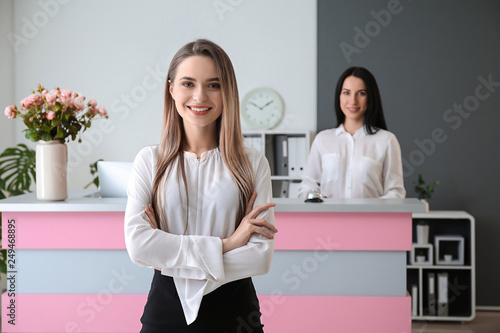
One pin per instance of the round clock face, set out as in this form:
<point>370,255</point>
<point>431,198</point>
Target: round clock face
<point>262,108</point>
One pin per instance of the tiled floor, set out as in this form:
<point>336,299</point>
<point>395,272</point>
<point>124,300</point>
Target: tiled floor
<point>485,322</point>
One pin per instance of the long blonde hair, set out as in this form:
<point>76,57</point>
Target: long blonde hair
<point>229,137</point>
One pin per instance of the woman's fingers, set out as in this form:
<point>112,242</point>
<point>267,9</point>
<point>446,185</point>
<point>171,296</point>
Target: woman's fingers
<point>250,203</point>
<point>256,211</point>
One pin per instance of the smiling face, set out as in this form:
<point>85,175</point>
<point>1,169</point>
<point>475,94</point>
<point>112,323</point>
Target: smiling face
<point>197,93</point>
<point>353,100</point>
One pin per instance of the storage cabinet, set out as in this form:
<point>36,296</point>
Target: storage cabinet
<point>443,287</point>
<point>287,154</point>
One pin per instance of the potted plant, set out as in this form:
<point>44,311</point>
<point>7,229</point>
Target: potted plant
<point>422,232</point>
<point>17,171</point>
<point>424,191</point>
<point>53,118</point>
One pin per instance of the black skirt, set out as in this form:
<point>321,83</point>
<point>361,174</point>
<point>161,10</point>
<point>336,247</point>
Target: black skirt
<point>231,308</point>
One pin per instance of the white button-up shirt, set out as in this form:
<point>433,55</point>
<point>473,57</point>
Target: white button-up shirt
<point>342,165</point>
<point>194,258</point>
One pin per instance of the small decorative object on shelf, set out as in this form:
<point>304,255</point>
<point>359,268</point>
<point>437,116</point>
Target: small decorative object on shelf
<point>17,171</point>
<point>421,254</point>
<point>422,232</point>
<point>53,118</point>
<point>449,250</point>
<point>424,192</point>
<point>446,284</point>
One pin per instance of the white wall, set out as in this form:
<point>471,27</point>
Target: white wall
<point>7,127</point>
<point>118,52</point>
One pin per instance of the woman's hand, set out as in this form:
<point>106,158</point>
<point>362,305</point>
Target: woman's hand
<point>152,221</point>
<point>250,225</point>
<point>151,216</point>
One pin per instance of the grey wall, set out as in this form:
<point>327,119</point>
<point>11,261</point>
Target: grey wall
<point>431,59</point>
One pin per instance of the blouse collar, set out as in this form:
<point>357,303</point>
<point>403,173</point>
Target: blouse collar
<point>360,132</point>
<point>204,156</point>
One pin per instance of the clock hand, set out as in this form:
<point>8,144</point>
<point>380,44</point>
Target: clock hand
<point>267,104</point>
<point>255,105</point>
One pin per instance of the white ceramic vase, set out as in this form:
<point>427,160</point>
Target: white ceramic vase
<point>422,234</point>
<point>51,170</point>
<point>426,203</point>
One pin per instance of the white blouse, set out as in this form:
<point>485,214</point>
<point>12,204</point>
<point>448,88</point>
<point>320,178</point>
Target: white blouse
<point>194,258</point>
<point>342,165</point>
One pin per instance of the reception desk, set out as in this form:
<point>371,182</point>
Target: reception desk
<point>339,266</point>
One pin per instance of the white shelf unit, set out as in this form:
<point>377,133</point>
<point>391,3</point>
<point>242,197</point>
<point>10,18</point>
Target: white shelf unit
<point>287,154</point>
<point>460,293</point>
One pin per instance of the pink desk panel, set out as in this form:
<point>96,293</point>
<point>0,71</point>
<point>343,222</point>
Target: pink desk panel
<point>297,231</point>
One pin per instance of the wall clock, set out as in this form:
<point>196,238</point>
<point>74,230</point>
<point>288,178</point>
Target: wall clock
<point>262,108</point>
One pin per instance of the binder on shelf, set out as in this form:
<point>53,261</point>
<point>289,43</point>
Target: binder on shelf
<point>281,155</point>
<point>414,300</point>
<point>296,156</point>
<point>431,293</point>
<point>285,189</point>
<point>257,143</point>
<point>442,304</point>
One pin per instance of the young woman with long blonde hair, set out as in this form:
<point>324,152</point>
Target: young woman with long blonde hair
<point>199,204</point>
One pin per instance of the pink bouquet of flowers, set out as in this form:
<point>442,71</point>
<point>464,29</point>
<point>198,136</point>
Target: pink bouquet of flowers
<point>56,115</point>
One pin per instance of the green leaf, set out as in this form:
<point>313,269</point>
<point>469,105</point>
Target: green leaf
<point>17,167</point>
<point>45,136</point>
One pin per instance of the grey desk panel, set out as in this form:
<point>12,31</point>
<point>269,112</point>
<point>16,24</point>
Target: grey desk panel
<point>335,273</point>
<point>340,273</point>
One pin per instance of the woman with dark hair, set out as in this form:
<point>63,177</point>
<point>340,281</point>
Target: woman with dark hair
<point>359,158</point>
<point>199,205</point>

• • •

▸ **Your task**
Start with the line above that contains "<point>377,133</point>" and stop after the line that contains "<point>343,222</point>". Output those lines exactly, and only those.

▸ **Answer section**
<point>377,133</point>
<point>391,3</point>
<point>242,197</point>
<point>10,18</point>
Target: white shelf unit
<point>287,154</point>
<point>460,293</point>
One pin per instance of the pink desk panel, set out as in this form:
<point>96,293</point>
<point>0,71</point>
<point>343,222</point>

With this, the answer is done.